= Aim of the exercise =
Copy the listing from the line that contains "Intersection-audit request. Target: cardboard" through the end of the listing, both included, and shift every coordinate in the answer points up by 125. Keep the request lines unchanged, and give only these lines.

= Data listing =

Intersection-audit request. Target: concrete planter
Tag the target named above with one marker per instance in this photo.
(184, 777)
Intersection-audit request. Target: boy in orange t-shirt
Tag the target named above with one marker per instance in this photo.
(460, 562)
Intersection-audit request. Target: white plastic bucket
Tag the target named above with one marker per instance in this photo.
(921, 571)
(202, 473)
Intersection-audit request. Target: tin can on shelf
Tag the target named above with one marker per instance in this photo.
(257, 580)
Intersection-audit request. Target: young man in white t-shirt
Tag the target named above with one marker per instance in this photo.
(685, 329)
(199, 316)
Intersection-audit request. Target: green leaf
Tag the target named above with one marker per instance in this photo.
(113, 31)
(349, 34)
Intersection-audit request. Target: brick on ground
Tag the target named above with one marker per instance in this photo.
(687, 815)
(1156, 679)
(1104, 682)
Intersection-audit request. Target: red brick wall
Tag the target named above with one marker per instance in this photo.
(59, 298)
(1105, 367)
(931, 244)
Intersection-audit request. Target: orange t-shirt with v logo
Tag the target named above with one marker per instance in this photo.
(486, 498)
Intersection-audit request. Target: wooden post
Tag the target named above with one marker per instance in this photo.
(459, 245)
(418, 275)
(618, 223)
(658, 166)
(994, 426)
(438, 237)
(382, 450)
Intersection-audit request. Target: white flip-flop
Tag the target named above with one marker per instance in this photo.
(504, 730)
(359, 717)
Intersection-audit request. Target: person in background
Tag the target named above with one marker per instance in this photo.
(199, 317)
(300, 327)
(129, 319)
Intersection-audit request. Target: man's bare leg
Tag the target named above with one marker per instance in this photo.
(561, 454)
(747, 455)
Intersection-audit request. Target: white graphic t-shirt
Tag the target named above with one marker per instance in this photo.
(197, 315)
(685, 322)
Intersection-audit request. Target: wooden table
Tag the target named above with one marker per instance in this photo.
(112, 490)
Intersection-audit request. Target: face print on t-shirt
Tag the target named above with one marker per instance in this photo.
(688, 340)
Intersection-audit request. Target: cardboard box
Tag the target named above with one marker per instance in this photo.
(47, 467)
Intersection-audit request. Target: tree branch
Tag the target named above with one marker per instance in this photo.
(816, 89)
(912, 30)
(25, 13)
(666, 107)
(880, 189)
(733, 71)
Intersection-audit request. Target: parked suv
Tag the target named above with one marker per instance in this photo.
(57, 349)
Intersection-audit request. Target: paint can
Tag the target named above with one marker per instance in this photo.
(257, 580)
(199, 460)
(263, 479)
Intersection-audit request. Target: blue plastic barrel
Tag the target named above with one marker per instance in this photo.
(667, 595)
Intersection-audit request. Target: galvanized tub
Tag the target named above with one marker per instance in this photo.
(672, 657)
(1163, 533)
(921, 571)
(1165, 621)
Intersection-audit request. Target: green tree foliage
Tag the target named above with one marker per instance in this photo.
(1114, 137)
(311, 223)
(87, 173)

= Response to this exercise =
Intersection-audit request. Target: cardboard box
Tag the target named above with one marker per instance in this photo.
(172, 592)
Intersection-audit request. Target: tree branch
Tag the target named above with one marker per instance in this photo.
(941, 214)
(1037, 155)
(150, 138)
(791, 232)
(1005, 314)
(858, 196)
Intersection-audit request. Target: parked suv
Tag the target named above with one marker per instance in this photo.
(182, 474)
Intersection-audit request. Target: paint can
Tag the target named above with one marker per instance in this photo.
(382, 705)
(324, 585)
(388, 604)
Intersection-audit request. Target: blue plastic barrel
Tag the target named above with one marker per instance in this photo.
(792, 720)
Intersection-audit request. Target: galvanized tub
Tag the target named above with one marker per instance in this photo.
(797, 782)
(1288, 658)
(1046, 696)
(1290, 746)
Intersection-audit request. Target: green tree foliage
Tag the target named above with one marker per instance in this photo.
(1239, 262)
(436, 348)
(212, 298)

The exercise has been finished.